WHAT IS BEING ASKED: To answer, print the line containing "positive clicks: (1429, 173)" and each line after it in the listing below, exactly as they stand.

MATERIAL SUPPLIED:
□ □ □
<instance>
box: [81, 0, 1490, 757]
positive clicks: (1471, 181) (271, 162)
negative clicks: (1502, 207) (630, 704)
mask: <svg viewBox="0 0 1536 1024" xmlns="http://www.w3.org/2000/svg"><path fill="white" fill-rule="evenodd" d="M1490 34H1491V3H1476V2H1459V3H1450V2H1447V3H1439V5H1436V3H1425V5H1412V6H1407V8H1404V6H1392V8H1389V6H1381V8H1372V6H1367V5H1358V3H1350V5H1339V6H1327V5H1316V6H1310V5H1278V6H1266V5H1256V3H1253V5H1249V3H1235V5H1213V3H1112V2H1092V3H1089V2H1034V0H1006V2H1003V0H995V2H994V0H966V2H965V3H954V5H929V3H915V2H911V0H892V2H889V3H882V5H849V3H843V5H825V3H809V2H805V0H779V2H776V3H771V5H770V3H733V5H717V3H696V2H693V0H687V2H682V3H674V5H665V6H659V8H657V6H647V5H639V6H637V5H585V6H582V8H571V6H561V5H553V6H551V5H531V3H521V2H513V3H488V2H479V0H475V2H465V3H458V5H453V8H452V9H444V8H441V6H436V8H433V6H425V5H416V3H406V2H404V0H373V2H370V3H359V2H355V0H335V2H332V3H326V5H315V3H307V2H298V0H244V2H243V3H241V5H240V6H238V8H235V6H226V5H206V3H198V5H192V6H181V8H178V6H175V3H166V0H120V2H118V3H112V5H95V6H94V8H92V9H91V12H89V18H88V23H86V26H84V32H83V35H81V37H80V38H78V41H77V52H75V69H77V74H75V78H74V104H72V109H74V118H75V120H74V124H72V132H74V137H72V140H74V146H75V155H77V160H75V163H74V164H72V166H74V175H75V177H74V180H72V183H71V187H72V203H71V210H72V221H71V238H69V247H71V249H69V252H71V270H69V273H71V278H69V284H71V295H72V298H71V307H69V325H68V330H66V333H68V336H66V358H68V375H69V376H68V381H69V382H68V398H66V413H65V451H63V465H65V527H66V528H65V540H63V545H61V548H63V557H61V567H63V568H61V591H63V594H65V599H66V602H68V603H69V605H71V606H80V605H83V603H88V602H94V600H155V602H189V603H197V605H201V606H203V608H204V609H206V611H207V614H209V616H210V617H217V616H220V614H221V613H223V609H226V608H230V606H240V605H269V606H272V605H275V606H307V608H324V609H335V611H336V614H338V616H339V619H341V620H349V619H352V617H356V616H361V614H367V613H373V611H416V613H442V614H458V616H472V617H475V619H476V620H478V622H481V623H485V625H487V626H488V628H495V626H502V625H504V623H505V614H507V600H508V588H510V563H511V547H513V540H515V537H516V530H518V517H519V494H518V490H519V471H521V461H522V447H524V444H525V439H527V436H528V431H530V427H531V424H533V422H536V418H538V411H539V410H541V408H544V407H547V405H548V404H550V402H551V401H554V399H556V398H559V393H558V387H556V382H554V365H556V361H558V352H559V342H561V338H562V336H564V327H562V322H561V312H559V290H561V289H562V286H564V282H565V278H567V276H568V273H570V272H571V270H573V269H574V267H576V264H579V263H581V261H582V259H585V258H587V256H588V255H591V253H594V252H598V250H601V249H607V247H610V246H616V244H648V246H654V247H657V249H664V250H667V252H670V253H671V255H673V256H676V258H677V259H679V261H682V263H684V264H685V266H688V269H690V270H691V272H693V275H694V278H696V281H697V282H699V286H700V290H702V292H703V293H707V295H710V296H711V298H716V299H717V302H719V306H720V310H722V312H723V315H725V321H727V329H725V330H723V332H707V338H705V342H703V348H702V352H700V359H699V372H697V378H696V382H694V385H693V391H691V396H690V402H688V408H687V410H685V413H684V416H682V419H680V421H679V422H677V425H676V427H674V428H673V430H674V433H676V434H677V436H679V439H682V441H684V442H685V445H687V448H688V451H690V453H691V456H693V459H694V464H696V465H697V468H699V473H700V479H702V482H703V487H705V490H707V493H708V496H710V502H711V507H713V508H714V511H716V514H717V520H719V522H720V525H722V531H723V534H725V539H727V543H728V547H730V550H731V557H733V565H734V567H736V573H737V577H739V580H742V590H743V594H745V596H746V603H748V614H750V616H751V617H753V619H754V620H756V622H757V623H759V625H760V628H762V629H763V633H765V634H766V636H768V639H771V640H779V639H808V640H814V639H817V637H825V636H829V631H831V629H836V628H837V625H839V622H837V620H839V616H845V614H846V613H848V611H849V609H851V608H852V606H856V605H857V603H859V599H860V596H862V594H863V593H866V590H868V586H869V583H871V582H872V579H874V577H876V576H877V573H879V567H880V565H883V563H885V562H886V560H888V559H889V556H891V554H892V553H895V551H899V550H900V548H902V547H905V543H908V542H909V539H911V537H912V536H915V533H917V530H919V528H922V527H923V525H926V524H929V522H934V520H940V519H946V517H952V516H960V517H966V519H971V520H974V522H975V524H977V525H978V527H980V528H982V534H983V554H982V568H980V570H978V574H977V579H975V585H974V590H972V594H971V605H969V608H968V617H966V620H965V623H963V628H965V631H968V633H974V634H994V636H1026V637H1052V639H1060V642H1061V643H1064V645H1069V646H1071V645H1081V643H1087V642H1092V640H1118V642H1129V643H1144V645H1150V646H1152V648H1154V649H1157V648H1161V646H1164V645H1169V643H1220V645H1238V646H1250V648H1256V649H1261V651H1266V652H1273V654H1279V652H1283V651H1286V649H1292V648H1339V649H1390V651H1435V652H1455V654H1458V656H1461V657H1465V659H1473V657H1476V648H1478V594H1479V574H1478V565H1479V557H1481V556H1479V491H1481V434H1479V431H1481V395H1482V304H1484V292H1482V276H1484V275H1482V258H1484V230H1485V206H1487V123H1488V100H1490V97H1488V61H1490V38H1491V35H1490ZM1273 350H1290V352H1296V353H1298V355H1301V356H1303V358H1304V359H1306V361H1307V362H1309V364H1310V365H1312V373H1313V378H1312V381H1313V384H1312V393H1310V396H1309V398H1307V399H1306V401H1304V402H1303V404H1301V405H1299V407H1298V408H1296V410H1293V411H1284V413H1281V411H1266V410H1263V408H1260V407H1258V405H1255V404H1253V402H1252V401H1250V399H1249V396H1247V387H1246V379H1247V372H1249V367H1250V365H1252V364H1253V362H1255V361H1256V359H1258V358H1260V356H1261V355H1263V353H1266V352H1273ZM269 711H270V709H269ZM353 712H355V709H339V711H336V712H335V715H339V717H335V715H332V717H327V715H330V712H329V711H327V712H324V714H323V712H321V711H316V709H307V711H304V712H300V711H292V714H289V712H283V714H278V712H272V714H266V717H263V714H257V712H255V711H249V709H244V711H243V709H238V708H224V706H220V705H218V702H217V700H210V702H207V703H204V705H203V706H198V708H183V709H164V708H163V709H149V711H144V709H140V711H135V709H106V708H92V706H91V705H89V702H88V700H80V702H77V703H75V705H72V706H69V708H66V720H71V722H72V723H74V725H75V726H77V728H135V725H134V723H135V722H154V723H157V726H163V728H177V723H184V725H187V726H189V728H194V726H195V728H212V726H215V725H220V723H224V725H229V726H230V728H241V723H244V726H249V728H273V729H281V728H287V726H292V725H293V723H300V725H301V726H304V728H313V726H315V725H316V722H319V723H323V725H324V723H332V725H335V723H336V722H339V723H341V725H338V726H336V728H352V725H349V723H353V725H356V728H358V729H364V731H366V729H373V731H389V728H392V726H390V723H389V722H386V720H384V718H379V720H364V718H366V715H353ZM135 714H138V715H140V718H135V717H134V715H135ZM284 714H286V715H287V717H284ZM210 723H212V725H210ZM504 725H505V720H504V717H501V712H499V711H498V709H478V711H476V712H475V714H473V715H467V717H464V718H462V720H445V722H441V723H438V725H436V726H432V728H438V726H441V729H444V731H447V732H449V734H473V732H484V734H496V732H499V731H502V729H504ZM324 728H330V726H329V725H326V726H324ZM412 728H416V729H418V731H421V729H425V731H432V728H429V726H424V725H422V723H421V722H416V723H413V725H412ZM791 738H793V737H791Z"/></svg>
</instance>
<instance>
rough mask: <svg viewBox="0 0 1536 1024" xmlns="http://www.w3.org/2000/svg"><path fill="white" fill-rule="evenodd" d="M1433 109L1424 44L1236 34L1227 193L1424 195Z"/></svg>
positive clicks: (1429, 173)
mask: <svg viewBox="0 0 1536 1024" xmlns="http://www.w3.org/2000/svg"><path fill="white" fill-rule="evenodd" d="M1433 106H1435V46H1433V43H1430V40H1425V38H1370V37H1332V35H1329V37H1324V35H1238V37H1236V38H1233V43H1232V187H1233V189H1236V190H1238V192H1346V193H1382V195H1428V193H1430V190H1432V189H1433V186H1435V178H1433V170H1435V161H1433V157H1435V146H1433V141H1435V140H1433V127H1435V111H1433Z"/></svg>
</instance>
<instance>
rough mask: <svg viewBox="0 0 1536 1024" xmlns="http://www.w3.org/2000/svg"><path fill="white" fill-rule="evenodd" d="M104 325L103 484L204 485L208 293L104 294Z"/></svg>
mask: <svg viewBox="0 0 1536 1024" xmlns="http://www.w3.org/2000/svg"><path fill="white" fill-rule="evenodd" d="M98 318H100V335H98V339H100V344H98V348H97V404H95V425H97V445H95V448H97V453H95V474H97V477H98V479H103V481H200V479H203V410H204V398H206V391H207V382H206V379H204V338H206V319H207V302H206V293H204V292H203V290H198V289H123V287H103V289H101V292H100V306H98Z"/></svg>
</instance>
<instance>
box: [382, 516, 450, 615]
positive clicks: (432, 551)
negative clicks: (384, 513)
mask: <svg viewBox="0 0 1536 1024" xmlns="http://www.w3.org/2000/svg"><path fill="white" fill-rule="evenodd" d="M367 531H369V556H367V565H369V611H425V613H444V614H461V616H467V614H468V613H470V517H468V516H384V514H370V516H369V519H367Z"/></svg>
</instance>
□ □ □
ANSWER FOR THE TASK:
positive clicks: (1429, 173)
mask: <svg viewBox="0 0 1536 1024" xmlns="http://www.w3.org/2000/svg"><path fill="white" fill-rule="evenodd" d="M1433 106H1435V46H1433V43H1430V40H1425V38H1370V37H1332V35H1329V37H1324V35H1238V37H1236V38H1233V43H1232V187H1233V189H1236V190H1238V192H1346V193H1382V195H1428V193H1430V190H1432V189H1433V186H1435V178H1433V170H1435V161H1433V157H1435V146H1433V141H1435V140H1433V127H1435V111H1433Z"/></svg>
</instance>
<instance>
rough mask: <svg viewBox="0 0 1536 1024" xmlns="http://www.w3.org/2000/svg"><path fill="white" fill-rule="evenodd" d="M104 325L103 484L204 485L208 293L104 294Z"/></svg>
mask: <svg viewBox="0 0 1536 1024" xmlns="http://www.w3.org/2000/svg"><path fill="white" fill-rule="evenodd" d="M98 318H100V335H98V339H100V344H98V348H97V404H95V425H97V445H95V448H97V453H95V474H97V477H98V479H103V481H200V479H203V410H204V398H206V391H207V382H206V379H204V338H206V319H207V302H206V293H204V292H203V290H198V289H123V287H103V289H101V292H100V306H98Z"/></svg>
</instance>
<instance>
box: [382, 516, 450, 615]
positive clicks: (432, 551)
negative clicks: (384, 513)
mask: <svg viewBox="0 0 1536 1024" xmlns="http://www.w3.org/2000/svg"><path fill="white" fill-rule="evenodd" d="M367 531H369V556H367V565H369V611H425V613H444V614H461V616H467V614H468V613H470V517H468V516H384V514H370V516H369V519H367Z"/></svg>
</instance>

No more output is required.